Try it
Exact repetition is required: reproduce every line of the data.

Items listed in a dataset
╔══

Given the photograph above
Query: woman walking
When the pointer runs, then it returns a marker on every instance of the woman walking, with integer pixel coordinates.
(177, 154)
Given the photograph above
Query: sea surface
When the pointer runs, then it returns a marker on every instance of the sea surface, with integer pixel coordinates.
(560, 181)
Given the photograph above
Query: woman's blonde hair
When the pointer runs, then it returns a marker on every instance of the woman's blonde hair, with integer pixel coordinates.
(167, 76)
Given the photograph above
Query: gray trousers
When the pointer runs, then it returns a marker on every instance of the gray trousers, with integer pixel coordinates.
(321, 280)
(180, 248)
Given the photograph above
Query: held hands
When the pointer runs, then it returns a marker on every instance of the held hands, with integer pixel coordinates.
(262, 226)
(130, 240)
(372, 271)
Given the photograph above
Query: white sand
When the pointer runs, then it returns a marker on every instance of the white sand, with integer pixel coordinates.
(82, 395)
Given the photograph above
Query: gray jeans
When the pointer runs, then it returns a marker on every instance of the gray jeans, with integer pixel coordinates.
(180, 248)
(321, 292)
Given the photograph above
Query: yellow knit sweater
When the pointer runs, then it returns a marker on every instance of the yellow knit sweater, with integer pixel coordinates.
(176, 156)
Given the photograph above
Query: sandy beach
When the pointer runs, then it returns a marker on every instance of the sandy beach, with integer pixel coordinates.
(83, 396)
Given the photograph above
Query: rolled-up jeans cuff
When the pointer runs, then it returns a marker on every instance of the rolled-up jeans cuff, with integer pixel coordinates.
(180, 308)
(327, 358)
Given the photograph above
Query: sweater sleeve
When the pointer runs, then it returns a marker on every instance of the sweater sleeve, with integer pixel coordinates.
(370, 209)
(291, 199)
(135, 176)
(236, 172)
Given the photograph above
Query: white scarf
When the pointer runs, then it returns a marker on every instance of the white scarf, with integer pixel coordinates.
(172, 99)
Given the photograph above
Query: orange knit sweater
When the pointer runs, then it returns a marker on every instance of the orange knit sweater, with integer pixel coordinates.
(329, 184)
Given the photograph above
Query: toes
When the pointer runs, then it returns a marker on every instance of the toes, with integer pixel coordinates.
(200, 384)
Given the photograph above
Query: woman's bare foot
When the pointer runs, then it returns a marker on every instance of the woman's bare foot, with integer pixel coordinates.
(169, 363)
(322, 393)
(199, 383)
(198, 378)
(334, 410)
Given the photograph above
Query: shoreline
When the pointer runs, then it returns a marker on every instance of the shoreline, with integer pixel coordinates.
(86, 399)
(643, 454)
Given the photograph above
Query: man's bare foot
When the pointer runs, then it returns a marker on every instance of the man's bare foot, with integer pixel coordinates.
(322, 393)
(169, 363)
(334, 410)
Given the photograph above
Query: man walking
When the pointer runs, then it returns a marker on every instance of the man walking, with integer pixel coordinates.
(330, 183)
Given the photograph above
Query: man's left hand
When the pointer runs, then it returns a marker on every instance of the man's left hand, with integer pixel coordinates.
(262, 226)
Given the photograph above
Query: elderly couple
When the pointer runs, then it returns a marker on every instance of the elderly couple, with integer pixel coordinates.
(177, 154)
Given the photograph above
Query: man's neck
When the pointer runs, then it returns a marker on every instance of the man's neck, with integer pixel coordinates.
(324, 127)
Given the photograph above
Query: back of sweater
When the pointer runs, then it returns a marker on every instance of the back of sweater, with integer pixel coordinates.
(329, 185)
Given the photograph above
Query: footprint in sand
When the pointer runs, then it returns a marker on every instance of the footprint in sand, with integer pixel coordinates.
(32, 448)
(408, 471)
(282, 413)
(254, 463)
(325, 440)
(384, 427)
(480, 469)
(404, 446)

╚══

Your solution
Given the photograph above
Query: woman walking
When the pointer runs, then it returns a marker on every instance of the woman walking, with integer pixel coordinates.
(177, 154)
Given the photograph above
Query: sea surface
When the pointer runs, then it returns a marker on every instance of the sea surface, with integer pixel coordinates.
(560, 181)
Given the photograph above
Query: woman's blonde hair
When the pointer runs, then it returns a marker on every instance of the woman's blonde hair, with integer pixel coordinates.
(167, 76)
Given the photograph above
Query: gray trousers
When the pointer runs, then it returns a marker on every instance of the gray trousers, with integer pixel coordinates.
(321, 280)
(180, 248)
Given the photograph above
Query: held hands
When the pointer runs, then it returns a marker on every instance of the held hands, with integer pixel coordinates.
(262, 226)
(130, 240)
(372, 271)
Given the photograph above
Query: white sand
When the pointer runs, then it returns a marker on every instance of the white sand, with integer pixel coordinates.
(82, 395)
Given the photograph above
Query: gray jeans
When the pointer runs, then it returns a marker on every instance of the gray jeans, with integer pixel coordinates.
(180, 248)
(321, 292)
Given the photograph above
Query: yellow knit sweater
When the pointer runs, then it returns a marker on every instance of the yellow knit sweater, with integer pixel coordinates.
(176, 156)
Given the photograph above
Query: sandy beach
When the pointer runs, then it returns a marker on every instance of the sandy beach, with integer pixel coordinates.
(83, 396)
Given the photograph above
Query: rolled-up jeans cuff
When the pointer runs, then it returns a marker on every instance of the rolled-up jeans cuff, with integer pixel coordinates.
(180, 308)
(327, 358)
Given the photograph above
Query: sweater sleeve
When the pointer runs, then it returns a marker on every instance of the sweater sleeve, with integer pixel coordinates.
(370, 209)
(291, 199)
(135, 176)
(236, 172)
Given the photograph above
Query: white scarf
When the pointer runs, then it returns a marker on every instance of the white scarf, with integer pixel coordinates.
(172, 99)
Given the photograph above
Query: orange knit sweater
When the pointer runs, then it returns a marker on every instance of the orange knit sweater, with integer pixel coordinates.
(329, 184)
Given the photograph above
Query: toes
When the pointer runs, then it returns a marker on every instance of the toes, with integer pixel coordinates.
(200, 384)
Given the photograph above
Query: woman's bare foot
When the pointer runs, then it returns a marker on every instance of the woman's bare foot, with integer pixel coordinates.
(169, 363)
(322, 393)
(199, 383)
(198, 378)
(334, 410)
Given the photograph above
Query: shoreline
When the pointer runs, then it returns a marker on every instance of the shoreline, with integer pixel coordinates.
(86, 399)
(643, 454)
Given the photograph above
Query: man's bare foot
When the pointer runs, then it returns a marker on every instance of the man's bare foot, with integer pixel coordinates.
(322, 393)
(169, 363)
(334, 410)
Given the photograph above
Query: man walking
When the pointer runs, then it returns a marker on every instance of the man walking, with integer pixel coordinates.
(330, 183)
Given the photograph above
Query: man's left hand
When the pointer runs, then it returns a marker on every instance of the man's left hand, with integer pixel coordinates.
(262, 226)
Given the photograph above
Query: elderly couple
When the pointer runs, then it returns a marker on every instance of the elderly couple, with integer pixel coordinates.
(177, 154)
Given the photograph above
Query: man's neck
When the pointer runs, then it returns a marker on every instance of the man's neck, with integer pixel coordinates.
(324, 127)
Given the photograph above
Query: back of sweater
When the pointer runs, then it returns a marker on every instance of the back of sweater, with integer pixel coordinates.
(329, 185)
Given the photograph above
Query: footprint in sand
When the pointer runs, then it returns a marker on every instance of the footprint in sand, with integer pixel coordinates.
(32, 448)
(408, 471)
(282, 413)
(254, 463)
(325, 440)
(384, 427)
(480, 469)
(404, 446)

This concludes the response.